THE EXERCISE.
Reproduce verbatim the lines below, starting at the line that contains "Find the sky;" and ending at the last line, with both ends included.

LISTING.

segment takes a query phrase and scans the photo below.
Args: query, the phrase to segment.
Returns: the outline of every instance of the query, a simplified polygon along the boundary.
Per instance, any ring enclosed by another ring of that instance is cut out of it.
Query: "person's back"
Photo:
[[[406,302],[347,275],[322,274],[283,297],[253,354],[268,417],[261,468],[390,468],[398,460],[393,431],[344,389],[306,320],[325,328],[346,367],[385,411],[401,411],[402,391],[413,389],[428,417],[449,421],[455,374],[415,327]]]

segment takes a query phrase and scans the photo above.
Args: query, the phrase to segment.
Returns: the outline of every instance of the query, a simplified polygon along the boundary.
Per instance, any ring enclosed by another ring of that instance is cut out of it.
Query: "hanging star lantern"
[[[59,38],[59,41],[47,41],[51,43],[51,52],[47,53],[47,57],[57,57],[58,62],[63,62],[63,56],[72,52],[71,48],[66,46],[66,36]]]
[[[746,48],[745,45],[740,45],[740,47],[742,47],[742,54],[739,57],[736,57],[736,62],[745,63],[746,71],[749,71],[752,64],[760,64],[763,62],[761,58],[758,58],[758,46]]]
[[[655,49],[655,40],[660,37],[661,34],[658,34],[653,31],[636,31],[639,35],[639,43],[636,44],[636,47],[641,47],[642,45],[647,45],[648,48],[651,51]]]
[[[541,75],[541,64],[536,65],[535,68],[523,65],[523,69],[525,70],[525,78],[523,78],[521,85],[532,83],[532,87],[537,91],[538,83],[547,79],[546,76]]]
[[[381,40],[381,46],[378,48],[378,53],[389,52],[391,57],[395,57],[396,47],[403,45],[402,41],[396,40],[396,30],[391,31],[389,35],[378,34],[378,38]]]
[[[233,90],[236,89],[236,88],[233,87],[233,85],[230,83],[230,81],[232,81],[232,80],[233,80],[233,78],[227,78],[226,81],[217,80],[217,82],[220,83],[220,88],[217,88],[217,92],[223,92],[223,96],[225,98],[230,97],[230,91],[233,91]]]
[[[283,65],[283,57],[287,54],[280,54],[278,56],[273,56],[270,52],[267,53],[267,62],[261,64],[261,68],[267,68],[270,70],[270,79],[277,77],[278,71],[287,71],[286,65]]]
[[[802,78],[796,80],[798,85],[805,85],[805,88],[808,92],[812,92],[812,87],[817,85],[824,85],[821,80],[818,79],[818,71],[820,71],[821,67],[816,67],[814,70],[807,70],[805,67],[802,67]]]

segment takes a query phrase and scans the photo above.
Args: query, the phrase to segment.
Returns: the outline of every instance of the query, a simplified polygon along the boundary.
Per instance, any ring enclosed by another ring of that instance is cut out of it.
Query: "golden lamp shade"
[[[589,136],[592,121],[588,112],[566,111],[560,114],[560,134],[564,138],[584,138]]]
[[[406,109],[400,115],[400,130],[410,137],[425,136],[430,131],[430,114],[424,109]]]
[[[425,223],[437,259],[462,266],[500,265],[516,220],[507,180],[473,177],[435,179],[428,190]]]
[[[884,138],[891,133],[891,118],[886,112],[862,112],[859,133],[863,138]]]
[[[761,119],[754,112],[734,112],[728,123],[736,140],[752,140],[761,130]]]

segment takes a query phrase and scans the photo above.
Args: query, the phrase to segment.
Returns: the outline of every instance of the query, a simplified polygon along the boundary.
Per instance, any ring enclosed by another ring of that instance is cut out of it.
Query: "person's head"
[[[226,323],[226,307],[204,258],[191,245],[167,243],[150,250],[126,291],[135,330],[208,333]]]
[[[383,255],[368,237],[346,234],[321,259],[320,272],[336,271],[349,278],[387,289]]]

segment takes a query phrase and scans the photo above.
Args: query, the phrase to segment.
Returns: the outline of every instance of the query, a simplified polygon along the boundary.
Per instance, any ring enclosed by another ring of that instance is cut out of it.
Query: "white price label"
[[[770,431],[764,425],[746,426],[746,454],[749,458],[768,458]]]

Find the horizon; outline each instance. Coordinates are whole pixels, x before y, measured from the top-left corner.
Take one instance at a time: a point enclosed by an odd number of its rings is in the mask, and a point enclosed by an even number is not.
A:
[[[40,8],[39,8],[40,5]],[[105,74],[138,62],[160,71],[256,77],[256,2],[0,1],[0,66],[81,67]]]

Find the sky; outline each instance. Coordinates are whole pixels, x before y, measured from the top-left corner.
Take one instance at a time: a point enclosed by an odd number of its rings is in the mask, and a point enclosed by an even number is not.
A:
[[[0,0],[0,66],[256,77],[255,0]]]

TASK RESPONSE.
Find the sky; outline each instance. Coordinates are whole pixels, x before y, measured from the top-left corner.
Take one instance at a time: a point enclosed by an odd number of its rings is in the mask, and a point enclosed by an even number is not.
A:
[[[0,0],[0,66],[256,77],[255,0]]]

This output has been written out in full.